TASK TO CARRY OUT
Retype all entries exactly, skipping pictures.

RECORD SET
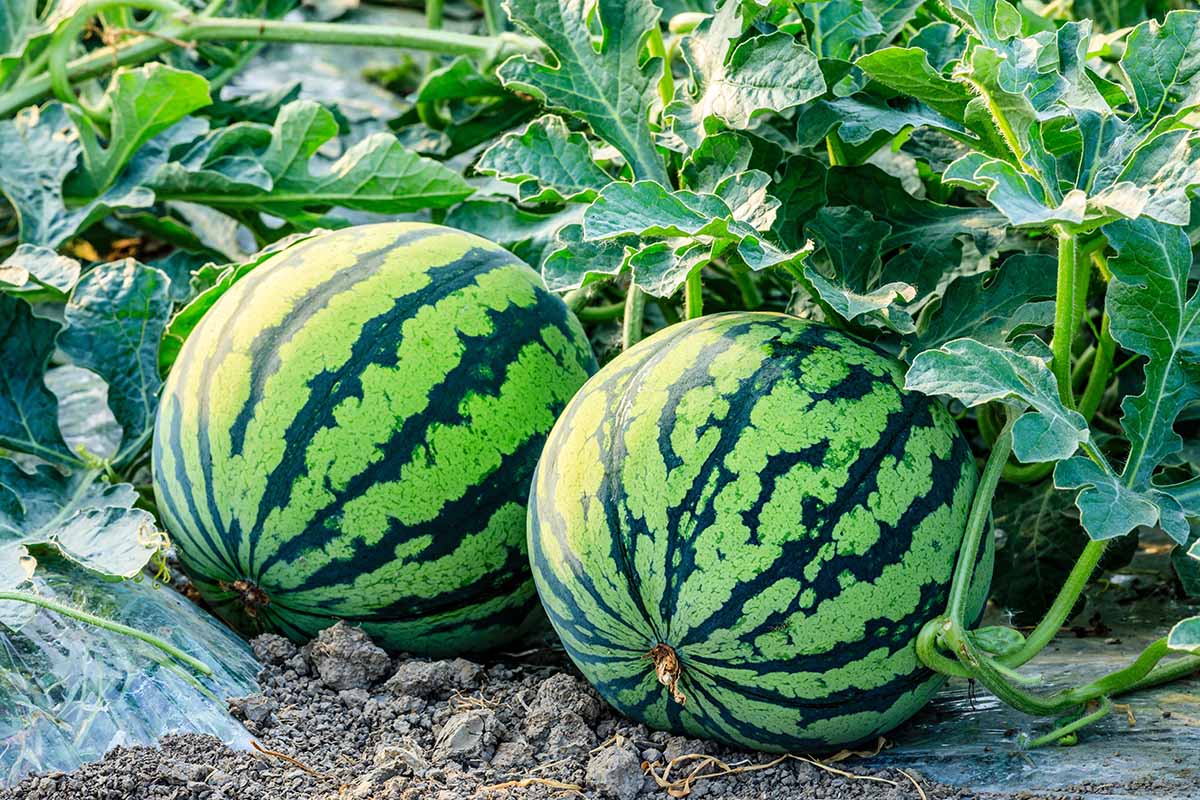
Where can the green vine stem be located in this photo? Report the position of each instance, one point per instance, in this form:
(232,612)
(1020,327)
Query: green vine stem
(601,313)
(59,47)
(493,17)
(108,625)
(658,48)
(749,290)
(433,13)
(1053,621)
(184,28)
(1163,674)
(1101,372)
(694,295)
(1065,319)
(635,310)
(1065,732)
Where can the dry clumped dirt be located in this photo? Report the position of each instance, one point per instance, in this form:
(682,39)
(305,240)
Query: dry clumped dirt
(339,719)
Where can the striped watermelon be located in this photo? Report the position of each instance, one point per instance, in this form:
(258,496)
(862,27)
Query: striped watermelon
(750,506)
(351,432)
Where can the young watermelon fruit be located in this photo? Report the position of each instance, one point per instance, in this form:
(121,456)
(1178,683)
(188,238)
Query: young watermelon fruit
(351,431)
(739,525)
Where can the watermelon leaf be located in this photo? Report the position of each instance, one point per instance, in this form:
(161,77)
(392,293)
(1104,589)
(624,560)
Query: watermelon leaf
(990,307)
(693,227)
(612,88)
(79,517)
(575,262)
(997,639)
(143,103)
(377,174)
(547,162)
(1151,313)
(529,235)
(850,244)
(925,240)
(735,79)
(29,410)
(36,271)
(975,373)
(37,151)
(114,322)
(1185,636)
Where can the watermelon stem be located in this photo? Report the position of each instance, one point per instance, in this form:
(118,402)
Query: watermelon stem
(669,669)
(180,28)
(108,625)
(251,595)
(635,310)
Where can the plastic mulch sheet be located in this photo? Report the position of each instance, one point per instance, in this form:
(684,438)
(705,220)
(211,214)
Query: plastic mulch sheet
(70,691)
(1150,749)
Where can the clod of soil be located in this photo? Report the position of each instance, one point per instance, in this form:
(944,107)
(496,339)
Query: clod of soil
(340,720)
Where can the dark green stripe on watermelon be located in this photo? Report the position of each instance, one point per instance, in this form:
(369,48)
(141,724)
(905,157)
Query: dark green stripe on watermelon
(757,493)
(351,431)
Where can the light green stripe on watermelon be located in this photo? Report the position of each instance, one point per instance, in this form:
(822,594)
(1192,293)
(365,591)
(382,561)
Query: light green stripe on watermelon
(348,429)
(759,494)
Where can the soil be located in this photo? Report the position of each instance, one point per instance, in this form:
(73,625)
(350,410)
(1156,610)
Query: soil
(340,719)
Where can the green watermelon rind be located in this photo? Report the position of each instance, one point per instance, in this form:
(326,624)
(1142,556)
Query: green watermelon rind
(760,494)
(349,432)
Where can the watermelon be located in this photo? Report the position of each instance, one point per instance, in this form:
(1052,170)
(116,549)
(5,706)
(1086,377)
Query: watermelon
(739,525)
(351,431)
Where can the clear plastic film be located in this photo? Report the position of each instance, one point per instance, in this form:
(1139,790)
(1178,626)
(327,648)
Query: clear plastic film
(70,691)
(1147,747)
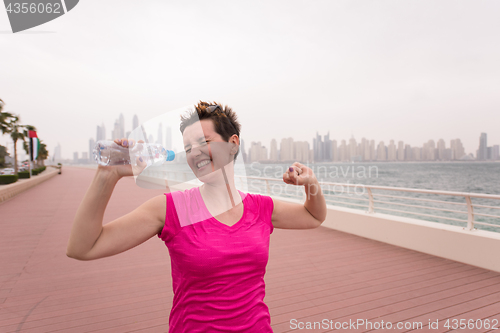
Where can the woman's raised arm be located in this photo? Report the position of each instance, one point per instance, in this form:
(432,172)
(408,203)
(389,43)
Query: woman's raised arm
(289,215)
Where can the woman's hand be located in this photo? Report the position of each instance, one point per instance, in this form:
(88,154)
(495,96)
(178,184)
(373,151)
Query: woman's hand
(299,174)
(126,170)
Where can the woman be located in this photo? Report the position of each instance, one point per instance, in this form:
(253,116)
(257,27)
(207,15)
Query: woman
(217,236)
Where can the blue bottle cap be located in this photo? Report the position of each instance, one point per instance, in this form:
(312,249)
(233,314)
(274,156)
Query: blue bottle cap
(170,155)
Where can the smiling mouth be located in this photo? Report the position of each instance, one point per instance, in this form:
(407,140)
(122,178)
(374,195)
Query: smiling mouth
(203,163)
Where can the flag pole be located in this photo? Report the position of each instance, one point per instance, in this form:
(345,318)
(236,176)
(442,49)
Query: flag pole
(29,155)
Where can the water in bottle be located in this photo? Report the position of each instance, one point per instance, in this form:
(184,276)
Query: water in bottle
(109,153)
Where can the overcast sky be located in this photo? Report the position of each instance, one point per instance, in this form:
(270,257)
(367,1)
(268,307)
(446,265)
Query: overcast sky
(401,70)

ANSWER TO THIS TASK
Where can the green vine stem be located in this photo? Report the position of each instance, one point per instance, in this form:
(232,612)
(1020,327)
Query: green vine stem
(601,313)
(59,47)
(493,17)
(108,625)
(658,48)
(749,290)
(433,13)
(1053,621)
(184,28)
(1163,674)
(1101,372)
(694,295)
(1065,319)
(635,310)
(1065,732)
Where can the dry clumped dirt be located in this photo? Report the position of each instance, one point per instance, in this form:
(682,39)
(305,240)
Query: dry clumped dirt
(339,719)
Where can the striped watermelon be located in this photo? Report the position of each instance, one point per instance, in this form:
(258,496)
(862,27)
Query: striped watermelon
(750,506)
(351,432)
Where can the young watermelon fruit be located in this photo? Report the position of each instance, one point per instance, in this form:
(121,456)
(1178,683)
(188,238)
Query: young watermelon fruit
(351,431)
(739,525)
Where can the watermelon leaf be located in this photo? Report the position of each instance, one point per instance, in this form:
(161,77)
(392,293)
(1104,589)
(624,560)
Query: watermelon leaf
(990,307)
(693,227)
(612,88)
(79,517)
(575,262)
(997,639)
(143,103)
(377,174)
(547,162)
(1151,313)
(529,235)
(850,244)
(925,240)
(735,79)
(29,410)
(36,271)
(975,373)
(37,151)
(114,322)
(1185,636)
Where can the watermelon stem be located in this photo? Report the position of each instance, one point per instance, in this form:
(118,402)
Query: watermelon stem
(669,669)
(180,28)
(108,625)
(251,595)
(635,310)
Where can the plastic mulch sheet be located in this photo? Report the position of each instance, one point per instance, in this form:
(684,438)
(705,220)
(211,214)
Query: plastic mulch sheet
(70,691)
(1150,749)
Where can the clod of soil be located in this photo? Report the position of each instance, one point per instance, in this form:
(944,107)
(496,339)
Query: clod of soil
(340,720)
Where can the dark green stripe on watermelon be located in this photo? Report the position of each instance, one point per instance, in this form:
(369,48)
(141,724)
(905,157)
Query: dark green stripe on watermelon
(757,493)
(351,431)
Where can the light green stripe on watermelon be located in this photo? Report the position of each instance, one point per instance, in this form:
(822,594)
(1192,293)
(365,591)
(382,561)
Query: light green stripe on watermelon
(348,429)
(759,494)
Where can the soil be located in this photo? Report the position of each instance, one point per instance, in this form:
(73,625)
(350,410)
(1156,610)
Query: soil
(340,719)
Where can the green watermelon rind be located in this photo? Report the position of each instance, one point per instance, in this form:
(326,624)
(1142,556)
Query: green watermelon rind
(760,494)
(349,432)
Where can the watermelon be located in this photo? Report the position of each instance, one point per instance, in this form:
(1052,170)
(116,549)
(5,706)
(1086,377)
Query: watermelon
(739,525)
(351,431)
Where can the clear plastic film be located in this photo? Report the position of each instance, one point per instance, in this form:
(1139,790)
(1178,626)
(327,648)
Query: clear plastic film
(70,691)
(1147,747)
Where can the woman's raised arm be located in this photo? Report the position of each instance, one point per instance, in this form:
(432,172)
(408,203)
(389,43)
Query: woman's raised arm
(289,215)
Where can the woman's hand be located in this photo? Report the position of each instance, one point per instance, in this form:
(88,154)
(495,96)
(178,184)
(373,151)
Query: woman's hand
(299,174)
(126,170)
Where can the woman be located in this photo? Report the position of each instance, one point per instance, in this form:
(253,116)
(257,27)
(207,15)
Query: woman
(217,236)
Where can the blue bottle cap be located in this photo? Report the position of each instance, one point per instance, in this form:
(312,249)
(233,314)
(274,156)
Query: blue bottle cap
(170,155)
Where can the smiling mouth be located in this photo? Report the position of each instance, one point per instance, in this form:
(407,140)
(122,178)
(374,195)
Query: smiling mouth
(203,163)
Where can the flag pole be located in this photo? Report the position of each instance, one point per instance, in this form:
(345,318)
(236,176)
(442,49)
Query: flag pole
(29,155)
Where can the water in bottle be located in this photo? Report the position of each instance, one point per instance, in this form:
(184,276)
Query: water in bottle
(109,153)
Where can the overcast sky be located in this photo? Report the position of each instance, one point per instance, in this form:
(270,257)
(367,1)
(268,307)
(446,265)
Query: overcast sky
(401,70)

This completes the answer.